— START OF Listed entries —

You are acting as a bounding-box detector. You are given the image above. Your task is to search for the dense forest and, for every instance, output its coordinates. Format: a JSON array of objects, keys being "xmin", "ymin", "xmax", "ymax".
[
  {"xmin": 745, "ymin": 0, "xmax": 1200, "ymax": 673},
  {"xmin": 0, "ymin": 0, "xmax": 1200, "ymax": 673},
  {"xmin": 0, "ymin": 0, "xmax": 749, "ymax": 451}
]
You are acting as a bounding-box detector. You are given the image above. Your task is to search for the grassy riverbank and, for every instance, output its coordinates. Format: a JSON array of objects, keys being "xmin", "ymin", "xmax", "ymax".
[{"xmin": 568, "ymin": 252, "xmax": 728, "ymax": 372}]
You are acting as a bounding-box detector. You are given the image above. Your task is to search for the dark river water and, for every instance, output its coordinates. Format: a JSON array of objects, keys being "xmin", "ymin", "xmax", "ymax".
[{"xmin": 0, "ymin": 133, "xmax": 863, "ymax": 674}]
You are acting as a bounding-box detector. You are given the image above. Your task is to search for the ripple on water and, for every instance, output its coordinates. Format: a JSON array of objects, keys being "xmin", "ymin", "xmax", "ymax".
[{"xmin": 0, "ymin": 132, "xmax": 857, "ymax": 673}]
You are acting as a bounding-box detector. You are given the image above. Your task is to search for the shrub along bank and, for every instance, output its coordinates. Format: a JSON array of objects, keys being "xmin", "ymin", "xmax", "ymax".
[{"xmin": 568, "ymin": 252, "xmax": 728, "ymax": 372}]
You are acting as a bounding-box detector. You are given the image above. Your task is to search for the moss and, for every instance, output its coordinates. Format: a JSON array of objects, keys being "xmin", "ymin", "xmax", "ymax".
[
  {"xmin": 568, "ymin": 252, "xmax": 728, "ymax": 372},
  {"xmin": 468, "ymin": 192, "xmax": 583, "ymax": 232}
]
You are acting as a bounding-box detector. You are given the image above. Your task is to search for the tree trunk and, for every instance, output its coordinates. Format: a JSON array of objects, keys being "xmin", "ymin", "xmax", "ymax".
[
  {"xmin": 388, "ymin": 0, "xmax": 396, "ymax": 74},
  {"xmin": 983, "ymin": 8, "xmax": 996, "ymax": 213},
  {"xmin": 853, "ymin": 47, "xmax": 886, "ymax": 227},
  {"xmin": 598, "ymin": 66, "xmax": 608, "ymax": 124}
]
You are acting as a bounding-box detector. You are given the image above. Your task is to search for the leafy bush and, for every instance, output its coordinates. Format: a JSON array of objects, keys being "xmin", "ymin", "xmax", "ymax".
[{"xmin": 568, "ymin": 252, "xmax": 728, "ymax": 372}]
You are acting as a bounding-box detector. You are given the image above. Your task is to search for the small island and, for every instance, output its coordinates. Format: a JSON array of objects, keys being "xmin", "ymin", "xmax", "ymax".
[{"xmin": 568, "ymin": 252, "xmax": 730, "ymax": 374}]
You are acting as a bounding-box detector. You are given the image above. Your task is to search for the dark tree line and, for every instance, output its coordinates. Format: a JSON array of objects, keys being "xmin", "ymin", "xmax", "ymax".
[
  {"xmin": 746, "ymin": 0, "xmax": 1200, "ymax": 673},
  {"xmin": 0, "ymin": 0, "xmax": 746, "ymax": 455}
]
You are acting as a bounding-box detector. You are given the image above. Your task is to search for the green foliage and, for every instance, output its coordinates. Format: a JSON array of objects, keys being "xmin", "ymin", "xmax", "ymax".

— END OF Listed entries —

**Exercise details**
Copy every line of the data above word for word, without changing anything.

**The reply**
You are acting as a bounding-box detector. You are given the image above. Your task is to search for the dense forest and, for every instance, output its coordinates. Format: a JSON array of objects, keys being "xmin", "ymin", "xmax", "ymax".
[
  {"xmin": 745, "ymin": 0, "xmax": 1200, "ymax": 673},
  {"xmin": 0, "ymin": 0, "xmax": 1200, "ymax": 673},
  {"xmin": 0, "ymin": 0, "xmax": 749, "ymax": 451}
]
You are acting as a bounding-box detector. You are given the image above. Your task is to search for the grassy riverbank and, for every instance, output its coordinates. Format: a JSON array of objects, keys being "xmin", "ymin", "xmax", "ymax".
[{"xmin": 568, "ymin": 252, "xmax": 728, "ymax": 372}]
You are acting as a bounding-box detector. You are given the image above. Your task is to search for the dark river water and, for every instance, output its coordinates. Format: a JSON array of objects, keys being "xmin", "ymin", "xmax", "ymax".
[{"xmin": 0, "ymin": 133, "xmax": 863, "ymax": 674}]
You are acting as a bounding-box detector. You are given the image above. Your task is to search for the ripple on water and, for every instance, output its coordinates. Format: a JSON array of objects, keys being "xmin", "ymin", "xmax", "ymax".
[{"xmin": 0, "ymin": 132, "xmax": 857, "ymax": 673}]
You are acting as a bounding-box detector. You are given the image above. Your task is to search for the shrub along bank and, for every instance, output its coordinates. Format: a JSON array of objects, keys being "xmin", "ymin", "xmax", "ymax".
[{"xmin": 568, "ymin": 252, "xmax": 728, "ymax": 372}]
You are acting as a bounding-box detector. You are given the image above. Your task is to search for the moss and, for every instance, output its coordinates. Format: a JSON array of objects, keys being "xmin", "ymin", "xmax", "ymax".
[
  {"xmin": 568, "ymin": 252, "xmax": 728, "ymax": 372},
  {"xmin": 468, "ymin": 192, "xmax": 583, "ymax": 232}
]
You are acting as a bounding-box detector. You are given the image above. Your task is to search for the tree trunk and, for every instance, output its coordinates. Format: a JSON array of objects, keys being "xmin", "ymin", "xmax", "ymax".
[
  {"xmin": 388, "ymin": 0, "xmax": 396, "ymax": 74},
  {"xmin": 983, "ymin": 8, "xmax": 996, "ymax": 213},
  {"xmin": 853, "ymin": 47, "xmax": 886, "ymax": 227},
  {"xmin": 598, "ymin": 66, "xmax": 608, "ymax": 124}
]
You are acting as a bounding-box detector. You are given the image above. Your task is to search for the leafy bush and, for every instance, output its coordinates. Format: a JSON array of objects, keys being "xmin", "ymin", "xmax", "ymax".
[{"xmin": 568, "ymin": 252, "xmax": 728, "ymax": 372}]
You are acting as a bounding-box detector. You are given the image above. Your task is to search for the small island and, for every instance, output its coordinates. Format: a JSON array of objects, keys being "xmin", "ymin", "xmax", "ymax".
[{"xmin": 568, "ymin": 252, "xmax": 730, "ymax": 374}]
You are acting as a bounding-box detector. You are given the image above. Your task is to search for the dark tree line and, for every instance, output its coordinates. Format: a JSON array of objects, keys being "xmin", "ymin", "xmax", "ymax".
[
  {"xmin": 746, "ymin": 0, "xmax": 1200, "ymax": 673},
  {"xmin": 0, "ymin": 0, "xmax": 746, "ymax": 455}
]
You are acting as a bounding-box detector. You are given the image above. Your task is to search for the green foliage and, for every instance, output its coordinates. Format: a JSON array of objects, keys being "xmin", "ymin", "xmax", "ymax".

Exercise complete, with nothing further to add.